## USING THE INFORMATION
[a] How would you put the sentence "Who would explain this procedure to the tenantry?" from the famine text below into French?
[b] Can you continue the famine text below, beginning after its last sentence?

====== TEXT SECTION ======

An Gorta Mór: Unsound & Impractical Solutions

"Mark out on the ground a space six feet wide and as long as you please. Dig a sallow trench two feet wide all around and throw the mould upon the space; then level it and cover it with a floor of turf sods, set on their edges. On this sift or spread very thinly, the dry mixtures, or any other dry materials described below and which you may call the packing stuff. Also, get some dry slack lime, and dust all the potatoes with it as well as you can. Then put one row of turf sods, laid flat, on top of the floor, all around the sides, so as to perform a broad edge, and within this, spread the dry potatoes, mixed well with packing stuff, so as not to touch one another. When you have covered the floor in this manner, up to the top of the sods, lay another row of sods all around the first."
Who would explain this procedure to the tenantry? Certainly not the landlords whose relationship with their tenants was strained if not non-existent. Local Clergy were literate, but weren't farmers. Nonetheless the responsibility to interpreting the instructions fell to them as well as explaining the procedure to the tenants.

====== DATA RECORDS ======

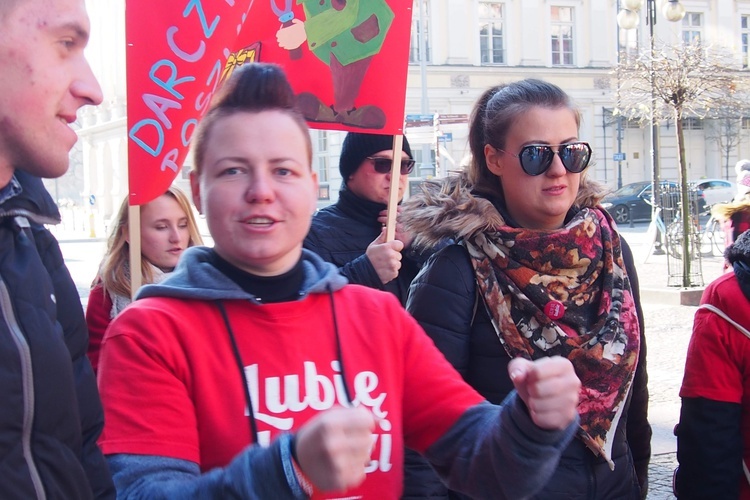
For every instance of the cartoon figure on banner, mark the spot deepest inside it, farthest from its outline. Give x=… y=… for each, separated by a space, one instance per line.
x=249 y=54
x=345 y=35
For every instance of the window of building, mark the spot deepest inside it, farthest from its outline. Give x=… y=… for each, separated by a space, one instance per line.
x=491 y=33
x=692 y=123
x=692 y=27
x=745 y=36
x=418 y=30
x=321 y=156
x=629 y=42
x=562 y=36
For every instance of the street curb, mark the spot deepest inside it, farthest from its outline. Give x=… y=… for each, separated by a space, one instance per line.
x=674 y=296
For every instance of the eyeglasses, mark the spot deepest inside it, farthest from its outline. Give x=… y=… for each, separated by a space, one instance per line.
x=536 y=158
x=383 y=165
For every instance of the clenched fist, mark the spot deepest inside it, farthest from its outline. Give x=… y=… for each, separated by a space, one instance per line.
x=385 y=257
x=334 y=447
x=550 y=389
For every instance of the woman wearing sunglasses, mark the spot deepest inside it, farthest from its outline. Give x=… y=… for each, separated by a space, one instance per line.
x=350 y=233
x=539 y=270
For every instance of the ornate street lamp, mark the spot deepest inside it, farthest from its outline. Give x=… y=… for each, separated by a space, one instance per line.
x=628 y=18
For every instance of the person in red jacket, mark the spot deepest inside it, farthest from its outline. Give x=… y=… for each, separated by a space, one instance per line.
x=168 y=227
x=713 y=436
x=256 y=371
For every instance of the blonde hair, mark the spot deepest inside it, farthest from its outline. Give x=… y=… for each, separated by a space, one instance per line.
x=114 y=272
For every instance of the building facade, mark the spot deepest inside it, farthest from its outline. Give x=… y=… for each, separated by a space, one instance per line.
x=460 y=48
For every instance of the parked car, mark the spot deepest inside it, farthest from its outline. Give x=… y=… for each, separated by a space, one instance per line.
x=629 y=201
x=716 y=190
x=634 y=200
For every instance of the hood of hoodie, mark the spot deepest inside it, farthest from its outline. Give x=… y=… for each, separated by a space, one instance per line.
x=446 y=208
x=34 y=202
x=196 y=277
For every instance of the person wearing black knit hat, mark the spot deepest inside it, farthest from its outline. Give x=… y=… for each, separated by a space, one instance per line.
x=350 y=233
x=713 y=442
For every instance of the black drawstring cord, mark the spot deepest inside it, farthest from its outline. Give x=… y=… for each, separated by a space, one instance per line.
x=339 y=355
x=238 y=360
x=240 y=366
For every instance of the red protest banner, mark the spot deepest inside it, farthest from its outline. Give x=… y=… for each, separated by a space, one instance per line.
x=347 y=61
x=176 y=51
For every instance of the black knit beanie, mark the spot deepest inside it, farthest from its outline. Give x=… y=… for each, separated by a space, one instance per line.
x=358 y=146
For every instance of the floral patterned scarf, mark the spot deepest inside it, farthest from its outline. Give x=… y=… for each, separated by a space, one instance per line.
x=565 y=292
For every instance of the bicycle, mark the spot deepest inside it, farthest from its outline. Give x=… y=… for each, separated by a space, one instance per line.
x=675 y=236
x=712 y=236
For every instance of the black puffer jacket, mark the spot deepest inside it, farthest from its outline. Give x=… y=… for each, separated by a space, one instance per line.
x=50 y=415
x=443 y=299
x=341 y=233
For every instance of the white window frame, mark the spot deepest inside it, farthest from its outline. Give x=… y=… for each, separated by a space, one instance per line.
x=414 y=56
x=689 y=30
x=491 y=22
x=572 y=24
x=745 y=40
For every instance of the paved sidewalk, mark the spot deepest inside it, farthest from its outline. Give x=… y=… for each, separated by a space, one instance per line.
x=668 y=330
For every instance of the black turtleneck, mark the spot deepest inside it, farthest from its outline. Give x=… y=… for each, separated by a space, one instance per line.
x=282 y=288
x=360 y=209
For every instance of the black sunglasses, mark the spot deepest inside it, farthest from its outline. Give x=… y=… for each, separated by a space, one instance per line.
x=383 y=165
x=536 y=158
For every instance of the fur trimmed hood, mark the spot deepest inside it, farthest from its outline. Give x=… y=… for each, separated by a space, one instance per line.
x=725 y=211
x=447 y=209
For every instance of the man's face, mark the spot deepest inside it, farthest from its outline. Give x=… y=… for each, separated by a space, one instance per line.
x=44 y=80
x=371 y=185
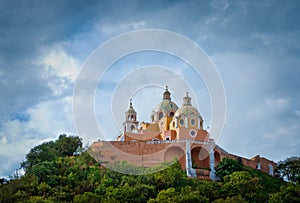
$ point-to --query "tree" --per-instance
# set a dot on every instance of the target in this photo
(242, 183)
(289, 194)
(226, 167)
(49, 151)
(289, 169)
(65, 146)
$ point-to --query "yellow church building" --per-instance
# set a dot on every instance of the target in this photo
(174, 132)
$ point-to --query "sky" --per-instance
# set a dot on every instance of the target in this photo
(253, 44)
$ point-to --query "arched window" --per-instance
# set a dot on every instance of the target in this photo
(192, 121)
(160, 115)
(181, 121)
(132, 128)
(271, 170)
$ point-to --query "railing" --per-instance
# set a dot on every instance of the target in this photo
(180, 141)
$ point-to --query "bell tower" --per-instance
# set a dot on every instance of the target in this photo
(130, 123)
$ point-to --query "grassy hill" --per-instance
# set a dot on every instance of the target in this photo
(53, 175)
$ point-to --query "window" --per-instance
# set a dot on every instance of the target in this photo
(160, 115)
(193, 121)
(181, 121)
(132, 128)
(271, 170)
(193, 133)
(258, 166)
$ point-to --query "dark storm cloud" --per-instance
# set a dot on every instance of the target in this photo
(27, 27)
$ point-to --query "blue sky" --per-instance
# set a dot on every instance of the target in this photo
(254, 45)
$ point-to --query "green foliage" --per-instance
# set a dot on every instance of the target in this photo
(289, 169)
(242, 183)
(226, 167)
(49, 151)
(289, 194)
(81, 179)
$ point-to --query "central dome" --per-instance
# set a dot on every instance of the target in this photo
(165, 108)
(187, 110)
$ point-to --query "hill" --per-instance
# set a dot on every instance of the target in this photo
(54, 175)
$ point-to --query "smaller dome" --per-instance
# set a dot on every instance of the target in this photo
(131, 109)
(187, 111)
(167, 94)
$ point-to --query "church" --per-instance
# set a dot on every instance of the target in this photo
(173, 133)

======

## ANSWERS FOR THIS EXERCISE
[a] Qui expliquerait cette procédure aux tenanciers ?

[b]
Strict adherence would be difficult for farmers in a cashless agricultural economy as purchase of supplies was required. But all of this proved futile as the recommended procedure utterly failed to prevent the fungus from quickly infecting the previously healthy crop.
In both cases, the press skewered the Scientific Commission for their obvious lack of familiarity with potato farming and the impractical nature of of their "advice" - not to mention that the advice proffered was unsound, neither saving a healthy crop or salvaging a diseased crop.